- DOCUMENT PASSAGE -
Back in 1997, artificial intelligence and robotics experts in Japan came up with an intriguing challenge. Could anyone, they asked, build a humanoid football team capable of beating the World Cup winners by the middle of the 21st century? It sounded more than a little out there. In truth, it still does. Yet when it comes to forecasting the future of sport, it serves as a useful lodestar. Before we know it the outlandish will become the new normal.
Why am I so confident? Well, over the past few days I’ve been speaking to experts about how sport may look in 2050. And given that I recently wrote about how accurate – or not – predictions made at the dawn of the millennium turned out to be, I felt it was only fair to put my money where my mouth is too.
So what can we expect when we wake up in the first week of January 2050? “Predicting 25 years into the future is a fool’s game,” says Lewis Wiltshire, whose job as senior vice-president of digital at IMG involves assessing how technology will transform sport. “But by the middle part of the century, our bodies will interact with tech in ways that are still quite space age to us today.”
This includes having chips in our brains to directly interact with sports technology. “Neural implants, or so-called brain computer interfaces, will be pretty common by 2050,” says Wiltshire. “And one consequence will be the greater detection of potential injuries to athletes before they happen.”
So don’t be surprised if Tom Brady and Jimmy Anderson, who played high-level sport into their 40s, are no longer outliers. In fact Wiltshire believes we might even see more professionals playing into their 50s.

- EXCERPTED RECORDS -
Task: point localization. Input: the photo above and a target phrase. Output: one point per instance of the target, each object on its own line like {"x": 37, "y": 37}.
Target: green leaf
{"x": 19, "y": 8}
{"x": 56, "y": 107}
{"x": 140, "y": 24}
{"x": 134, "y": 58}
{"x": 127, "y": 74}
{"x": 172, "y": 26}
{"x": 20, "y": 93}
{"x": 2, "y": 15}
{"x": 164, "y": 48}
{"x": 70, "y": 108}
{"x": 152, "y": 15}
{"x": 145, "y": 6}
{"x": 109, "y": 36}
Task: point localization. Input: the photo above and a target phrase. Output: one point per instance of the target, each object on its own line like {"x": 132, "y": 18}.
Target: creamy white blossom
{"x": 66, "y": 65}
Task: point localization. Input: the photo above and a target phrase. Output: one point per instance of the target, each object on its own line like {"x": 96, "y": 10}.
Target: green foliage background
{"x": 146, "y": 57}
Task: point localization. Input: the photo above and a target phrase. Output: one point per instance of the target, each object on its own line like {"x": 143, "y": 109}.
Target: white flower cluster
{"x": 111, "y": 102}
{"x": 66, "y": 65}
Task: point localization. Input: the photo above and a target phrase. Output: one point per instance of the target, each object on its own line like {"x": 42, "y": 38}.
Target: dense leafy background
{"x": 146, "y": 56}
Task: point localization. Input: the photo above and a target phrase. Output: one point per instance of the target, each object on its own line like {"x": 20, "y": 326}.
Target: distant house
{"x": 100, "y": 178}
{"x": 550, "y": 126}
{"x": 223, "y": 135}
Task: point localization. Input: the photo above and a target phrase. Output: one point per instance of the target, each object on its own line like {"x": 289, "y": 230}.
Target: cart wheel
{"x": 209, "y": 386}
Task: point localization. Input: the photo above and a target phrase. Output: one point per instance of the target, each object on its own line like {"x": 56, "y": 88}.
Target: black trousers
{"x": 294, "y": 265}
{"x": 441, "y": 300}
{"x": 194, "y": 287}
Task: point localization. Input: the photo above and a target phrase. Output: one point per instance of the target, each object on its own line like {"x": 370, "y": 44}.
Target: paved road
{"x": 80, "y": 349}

- DIRECTIONS -
a – List every person named in the article on sport in 2050.
b – Answer these questions from the article on sport in 2050:
(i) In what year did the artificial intelligence and robotics experts in Japan propose their challenge?
(ii) What position does Lewis Wiltshire hold at IMG?
(iii) According to Wiltshire, what is one consequence of neural implants becoming common?
c – Reproduce the article on sport in 2050 from "Back in 1997, artificial" up to and including "mouth is too.".

- SOLUTIONS PER TASK -
a – Lewis Wiltshire, Tom Brady, Jimmy Anderson

b –
(i) 1997
(ii) Senior vice-president of digital
(iii) Greater detection of potential injuries to athletes before they happen

c –
Back in 1997, artificial intelligence and robotics experts in Japan came up with an intriguing challenge. Could anyone, they asked, build a humanoid football team capable of beating the World Cup winners by the middle of the 21st century? It sounded more than a little out there. In truth, it still does. Yet when it comes to forecasting the future of sport, it serves as a useful lodestar. Before we know it the outlandish will become the new normal.
Why am I so confident? Well, over the past few days I’ve been speaking to experts about how sport may look in 2050. And given that I recently wrote about how accurate – or not – predictions made at the dawn of the millennium turned out to be, I felt it was only fair to put my money where my mouth is too.